» **Written exercise A**
Reproduce the lithium-sulfur battery abstract word for word, in full.

» **Supplied text**
--- BEGIN ---

Ordered Dual-Channel carbon embedded with molybdenum nitride catalytically induced High-Performance Lithium-Sulfur battery

Lithium-sulfur batteries (LSBs) have attracted considerable research attention because of their high theoretical capacity and energy density, low cost and environmental friendliness. However, the shuttle effect of lithium polysulfides hinders the commercialization of LSBs. Effectively improving the electrochemical reaction kinetics of the sulfur cathode still represents a significant challenge. Here, a MoN@CMK-5 composite with a bimodal pore system was designed to electrocatalytically mediate Li/S conversion chemistry. MoN@CMK-5 presents a large specific surface area (1012 m(2) g(- 1)) and two sets of tunnels with pore sizes of 3.63 and 3.47 nm, which efficiently adsorb polysulfides and accelerate the mass transfer of electrolytes. Furthermore, MoN has high intrinsic cata-lytic activity and enables the rapid conversion of polysulfides. Owing to the synergistic "adsorption-conversion-mass transfer " effect, the electrochemical reaction kinetics are effectively enhanced. Consequently, the MoN@CMK-5/S electrode achieves excellent performance with an initial capacity of 1582 mAh g(-1) at 0.1C and retains a reversible capacity of 658.4 mAh g(-1) after 200 cycles at 1C. The cathode delivers a specific capacity of 475.8 mAh g(-1) at a high current density of 5C, with a capacity decay as low as 0.027% per cycle during 1000 cycles. In addition, theoretical calculations reveal that MoN@CMK-5/S exhibits low activation energy for Li2S decomposition and effectively inhibits the shuttling of polysulfides. This work provides a new avenue for the development of high-performance LSBs.

--- END ---

» **The records**
--- BEGIN ---

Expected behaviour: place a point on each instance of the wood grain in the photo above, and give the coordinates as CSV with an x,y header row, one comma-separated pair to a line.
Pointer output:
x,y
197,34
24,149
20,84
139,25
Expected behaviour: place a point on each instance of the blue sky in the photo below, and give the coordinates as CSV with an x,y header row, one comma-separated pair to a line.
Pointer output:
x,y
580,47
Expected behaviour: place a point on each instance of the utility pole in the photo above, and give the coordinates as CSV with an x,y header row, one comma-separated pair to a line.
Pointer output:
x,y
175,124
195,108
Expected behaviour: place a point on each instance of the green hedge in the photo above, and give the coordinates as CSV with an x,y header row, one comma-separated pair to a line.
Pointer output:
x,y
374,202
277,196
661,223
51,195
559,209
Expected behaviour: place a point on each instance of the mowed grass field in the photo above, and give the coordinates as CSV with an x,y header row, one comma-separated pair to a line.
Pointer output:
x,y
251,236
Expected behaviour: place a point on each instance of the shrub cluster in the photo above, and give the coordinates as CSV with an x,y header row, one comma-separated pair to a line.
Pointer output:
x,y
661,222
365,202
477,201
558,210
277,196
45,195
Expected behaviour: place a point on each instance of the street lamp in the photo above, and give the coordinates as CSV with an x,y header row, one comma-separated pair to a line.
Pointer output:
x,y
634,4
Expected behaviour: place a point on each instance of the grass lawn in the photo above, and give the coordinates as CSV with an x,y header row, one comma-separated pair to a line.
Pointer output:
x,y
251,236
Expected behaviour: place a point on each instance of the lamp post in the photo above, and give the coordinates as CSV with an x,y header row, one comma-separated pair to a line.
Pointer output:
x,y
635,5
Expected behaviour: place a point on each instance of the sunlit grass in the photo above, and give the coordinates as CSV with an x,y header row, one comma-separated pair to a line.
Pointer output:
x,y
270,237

--- END ---

» **Written exercise B**
Quote the rows exactly, starting at the line that contains "Expected behaviour: place a point on each instance of the shrub" and continuing through the last of the rows, with both ends included.

» **Worked solution A**
Ordered Dual-Channel carbon embedded with molybdenum nitride catalytically induced High-Performance Lithium-Sulfur battery

Lithium-sulfur batteries (LSBs) have attracted considerable research attention because of their high theoretical capacity and energy density, low cost and environmental friendliness. However, the shuttle effect of lithium polysulfides hinders the commercialization of LSBs. Effectively improving the electrochemical reaction kinetics of the sulfur cathode still represents a significant challenge. Here, a MoN@CMK-5 composite with a bimodal pore system was designed to electrocatalytically mediate Li/S conversion chemistry. MoN@CMK-5 presents a large specific surface area (1012 m(2) g(- 1)) and two sets of tunnels with pore sizes of 3.63 and 3.47 nm, which efficiently adsorb polysulfides and accelerate the mass transfer of electrolytes. Furthermore, MoN has high intrinsic cata-lytic activity and enables the rapid conversion of polysulfides. Owing to the synergistic "adsorption-conversion-mass transfer " effect, the electrochemical reaction kinetics are effectively enhanced. Consequently, the MoN@CMK-5/S electrode achieves excellent performance with an initial capacity of 1582 mAh g(-1) at 0.1C and retains a reversible capacity of 658.4 mAh g(-1) after 200 cycles at 1C. The cathode delivers a specific capacity of 475.8 mAh g(-1) at a high current density of 5C, with a capacity decay as low as 0.027% per cycle during 1000 cycles. In addition, theoretical calculations reveal that MoN@CMK-5/S exhibits low activation energy for Li2S decomposition and effectively inhibits the shuttling of polysulfides. This work provides a new avenue for the development of high-performance LSBs.

» **Worked solution B**
Expected behaviour: place a point on each instance of the shrub cluster in the photo above, and give the coordinates as CSV with an x,y header row, one comma-separated pair to a line.
Pointer output:
x,y
661,222
365,202
477,201
558,210
277,196
45,195
Expected behaviour: place a point on each instance of the street lamp in the photo above, and give the coordinates as CSV with an x,y header row, one comma-separated pair to a line.
Pointer output:
x,y
634,4
Expected behaviour: place a point on each instance of the grass lawn in the photo above, and give the coordinates as CSV with an x,y header row, one comma-separated pair to a line.
Pointer output:
x,y
251,236
Expected behaviour: place a point on each instance of the lamp post in the photo above, and give the coordinates as CSV with an x,y header row, one comma-separated pair to a line.
Pointer output:
x,y
635,5
Expected behaviour: place a point on each instance of the sunlit grass in the photo above, and give the coordinates as CSV with an x,y header row, one comma-separated pair to a line.
Pointer output:
x,y
270,237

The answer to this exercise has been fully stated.